### Text provided
____

Current events are focusing on the middle-east and with good reason.
So this article on Camus was an interesting read.
Albert Camus’ Algerian Chronicles have never been presented, until now, in a full English translation, and this is a pity. The Chronicles contain his articles on Algerian themes for the French and Algerian press beginning in 1939 and continuing until he brought out the book in 1958, at a moment when the Algerian War had reached its halfway point.
He made a number of arguments in the course of the collected articles, and some of those arguments are well known in English even without having benefited from a complete translation. These are his positions on torture (he was opposed), terrorism (likewise), and the duty of intellectuals (they ought to keep their cool).
The Arab nationalist combatants of the National Liberation Front, or FLN, declined to make any distinction between the French Army, the French government, and the ordinary French Algerian civilians. And the FLN made war against all of them.
The two communities, Arab Algerian and French Algerian, ended up in opposite corners, even if a good many Arab Algerians fought on the French side. Terrorism on the part of the FLN—bombs tossed into crowds of random French Algerians—together with the French army’s policy of torture and other atrocities made each community odious to the other.
Camus tried to talk reason to both sides, because he wanted everyone to recognize that ultimately the war was not just a struggle for independence.
The trouble with Camus trying to talk reason and the reason for the failure of his attempts was that, as a communist who metamorphosed into the more intellectually acceptable left-liberal, his ideas were based on false premises. Communism was always an attempt to paper up and gloss over its true purpose – demoralization and destruction, a sit is in thrall to the other side and always has been – before Marx were other movements destructive icons, e.g. Voltaire.

____

### Record extracts
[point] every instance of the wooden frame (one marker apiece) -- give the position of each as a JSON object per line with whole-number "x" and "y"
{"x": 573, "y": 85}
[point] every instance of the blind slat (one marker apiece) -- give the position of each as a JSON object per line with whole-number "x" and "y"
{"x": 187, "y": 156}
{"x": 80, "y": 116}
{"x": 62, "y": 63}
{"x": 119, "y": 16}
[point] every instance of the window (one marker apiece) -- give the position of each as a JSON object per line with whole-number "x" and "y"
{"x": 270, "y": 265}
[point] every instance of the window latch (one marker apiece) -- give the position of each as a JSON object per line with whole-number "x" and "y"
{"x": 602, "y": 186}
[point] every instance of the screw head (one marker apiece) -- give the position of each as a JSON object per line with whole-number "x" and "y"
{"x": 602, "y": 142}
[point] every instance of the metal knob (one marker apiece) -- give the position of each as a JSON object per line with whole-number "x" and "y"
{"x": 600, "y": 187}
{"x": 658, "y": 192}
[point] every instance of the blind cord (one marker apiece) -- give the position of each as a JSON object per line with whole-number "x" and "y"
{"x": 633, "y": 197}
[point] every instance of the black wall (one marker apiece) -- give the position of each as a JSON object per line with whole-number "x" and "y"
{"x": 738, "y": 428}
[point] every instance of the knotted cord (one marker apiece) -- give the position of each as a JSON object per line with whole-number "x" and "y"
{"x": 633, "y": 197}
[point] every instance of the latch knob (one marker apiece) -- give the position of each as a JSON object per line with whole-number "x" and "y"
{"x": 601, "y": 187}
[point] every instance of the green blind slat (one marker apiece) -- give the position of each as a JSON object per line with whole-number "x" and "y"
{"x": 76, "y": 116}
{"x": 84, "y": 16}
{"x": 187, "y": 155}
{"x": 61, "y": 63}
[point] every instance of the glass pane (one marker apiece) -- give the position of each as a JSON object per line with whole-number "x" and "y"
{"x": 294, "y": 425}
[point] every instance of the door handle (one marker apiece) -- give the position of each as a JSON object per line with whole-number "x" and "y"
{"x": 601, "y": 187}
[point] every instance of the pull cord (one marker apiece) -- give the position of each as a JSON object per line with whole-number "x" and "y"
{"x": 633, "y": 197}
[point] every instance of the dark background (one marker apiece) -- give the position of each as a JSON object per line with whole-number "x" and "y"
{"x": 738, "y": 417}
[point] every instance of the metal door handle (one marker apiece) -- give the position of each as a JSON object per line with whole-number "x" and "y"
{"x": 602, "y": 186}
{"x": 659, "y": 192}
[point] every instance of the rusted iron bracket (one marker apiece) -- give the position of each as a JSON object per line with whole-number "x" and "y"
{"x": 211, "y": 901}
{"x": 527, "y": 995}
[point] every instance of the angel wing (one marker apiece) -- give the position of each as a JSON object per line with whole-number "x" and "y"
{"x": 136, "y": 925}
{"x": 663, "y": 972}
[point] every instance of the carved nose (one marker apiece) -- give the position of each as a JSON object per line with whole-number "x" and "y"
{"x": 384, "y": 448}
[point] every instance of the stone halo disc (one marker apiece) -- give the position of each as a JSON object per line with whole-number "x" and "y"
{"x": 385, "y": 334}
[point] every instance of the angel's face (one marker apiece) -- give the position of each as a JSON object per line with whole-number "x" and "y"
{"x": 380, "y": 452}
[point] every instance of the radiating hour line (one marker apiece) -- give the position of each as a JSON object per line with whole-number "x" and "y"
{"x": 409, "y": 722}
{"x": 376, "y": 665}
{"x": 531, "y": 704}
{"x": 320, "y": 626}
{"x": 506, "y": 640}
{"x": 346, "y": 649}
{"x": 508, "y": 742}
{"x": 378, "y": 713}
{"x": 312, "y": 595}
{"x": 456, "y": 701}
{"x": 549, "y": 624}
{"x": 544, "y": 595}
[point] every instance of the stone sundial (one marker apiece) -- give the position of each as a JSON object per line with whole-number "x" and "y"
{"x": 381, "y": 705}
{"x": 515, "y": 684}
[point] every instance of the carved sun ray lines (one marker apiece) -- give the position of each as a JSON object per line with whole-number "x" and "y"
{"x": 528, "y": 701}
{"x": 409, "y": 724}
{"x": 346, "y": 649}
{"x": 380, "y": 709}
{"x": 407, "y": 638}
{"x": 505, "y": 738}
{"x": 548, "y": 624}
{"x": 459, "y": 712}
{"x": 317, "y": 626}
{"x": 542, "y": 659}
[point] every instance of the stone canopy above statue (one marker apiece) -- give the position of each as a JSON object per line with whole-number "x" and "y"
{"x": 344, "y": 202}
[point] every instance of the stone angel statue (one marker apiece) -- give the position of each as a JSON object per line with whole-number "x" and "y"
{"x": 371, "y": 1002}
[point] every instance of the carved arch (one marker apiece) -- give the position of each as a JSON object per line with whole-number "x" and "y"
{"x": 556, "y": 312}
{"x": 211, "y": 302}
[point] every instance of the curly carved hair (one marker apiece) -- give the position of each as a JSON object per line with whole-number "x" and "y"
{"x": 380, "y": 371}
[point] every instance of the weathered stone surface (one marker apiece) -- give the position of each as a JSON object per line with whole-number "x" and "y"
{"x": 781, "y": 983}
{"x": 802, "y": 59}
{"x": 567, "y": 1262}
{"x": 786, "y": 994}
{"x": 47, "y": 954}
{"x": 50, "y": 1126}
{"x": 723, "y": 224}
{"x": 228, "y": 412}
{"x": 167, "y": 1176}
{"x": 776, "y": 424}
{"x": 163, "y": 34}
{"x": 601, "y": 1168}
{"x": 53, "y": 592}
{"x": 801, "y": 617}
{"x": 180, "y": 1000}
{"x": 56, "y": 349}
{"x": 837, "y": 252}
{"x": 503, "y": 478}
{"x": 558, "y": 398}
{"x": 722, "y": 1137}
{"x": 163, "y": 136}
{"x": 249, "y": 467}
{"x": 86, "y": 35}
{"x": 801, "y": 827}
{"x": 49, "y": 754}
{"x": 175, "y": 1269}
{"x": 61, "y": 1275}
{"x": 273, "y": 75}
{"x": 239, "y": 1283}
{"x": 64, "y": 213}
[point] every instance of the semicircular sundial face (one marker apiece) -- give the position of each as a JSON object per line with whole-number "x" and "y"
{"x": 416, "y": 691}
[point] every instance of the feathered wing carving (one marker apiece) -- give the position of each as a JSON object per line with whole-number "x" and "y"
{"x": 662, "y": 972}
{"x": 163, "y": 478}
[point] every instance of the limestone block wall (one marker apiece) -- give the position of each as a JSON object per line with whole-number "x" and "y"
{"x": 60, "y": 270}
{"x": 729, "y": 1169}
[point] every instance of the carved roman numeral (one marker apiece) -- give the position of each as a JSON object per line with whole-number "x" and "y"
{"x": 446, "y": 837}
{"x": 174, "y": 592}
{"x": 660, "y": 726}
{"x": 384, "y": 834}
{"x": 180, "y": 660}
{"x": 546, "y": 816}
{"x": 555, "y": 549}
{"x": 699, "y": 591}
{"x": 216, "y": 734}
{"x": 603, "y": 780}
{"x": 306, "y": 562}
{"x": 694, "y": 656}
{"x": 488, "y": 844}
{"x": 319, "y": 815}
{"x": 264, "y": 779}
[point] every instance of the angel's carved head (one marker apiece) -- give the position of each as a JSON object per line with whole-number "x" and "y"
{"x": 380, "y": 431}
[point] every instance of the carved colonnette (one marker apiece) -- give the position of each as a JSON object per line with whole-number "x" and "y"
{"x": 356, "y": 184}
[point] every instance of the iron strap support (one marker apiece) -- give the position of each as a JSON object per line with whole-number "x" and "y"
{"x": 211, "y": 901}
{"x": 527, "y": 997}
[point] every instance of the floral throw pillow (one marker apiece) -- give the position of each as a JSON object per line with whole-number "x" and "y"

____

### Required tasks
a) According to the passage on Camus and the Algerian Chronicles, in what year did his Algerian articles for the French and Algerian press begin, and in what year did he bring them out as a book?
b) Write a continuation of the passage on Camus and the Algerian Chronicles, picking up after its final sentence.

### Task responses
a) The articles began in 1939, and he brought out the book in 1958.

b)
The other problem with Camus is one that even left-liberals who visit here have – they’re wedded to the bait the narrative bases itself on – love for fellow man, equality for all, no child in poverty – bait which we should all be wedded to but then the narrative gives entirely inappropriate solutions to problems or doesn’t give them at all.
Camus was “wistful”, hopeful for good to somehow come out of the chaos but the fact of the matter is that the narrative is part of the problem in the first place – it is actually the problem in itself and causes hings to go wrong. Cause and effect.
Example is women on the front line of battle. Based on the false premise that men and women are the same, interchangeable, the ultimate result of this folly is the debilitation of our forces because other things not mentioned – beyond capacity to reason or carry a load – is the very difference in nature between the two.
The propagation of the narrative in Algeria was the same. It could never have worked for historical reasons. And there were powerful forces at large, not always for reasons of nationhood – it’s the Janjaweed excess in a different country.
What Camus actually said, in any case, was sharp enough. He told the students: “People are now planting bombs in the tramways of Algiers. My mother might be on one of those tramways. If that is justice, then I prefer my mother.”
Three days after the press conference, Camus sent a letter to Le Monde clarifying his view—and this letter, too, appears in the appendix of this volume.
He wrote: “I would also like to say, in regard to the young Algerian who questioned me, that I feel closer to him than to many French people who speak about Algeria without knowing.”
He knew what he was talking about, and his face reflected not hatred but despair and unhappiness. I share that unhappiness.”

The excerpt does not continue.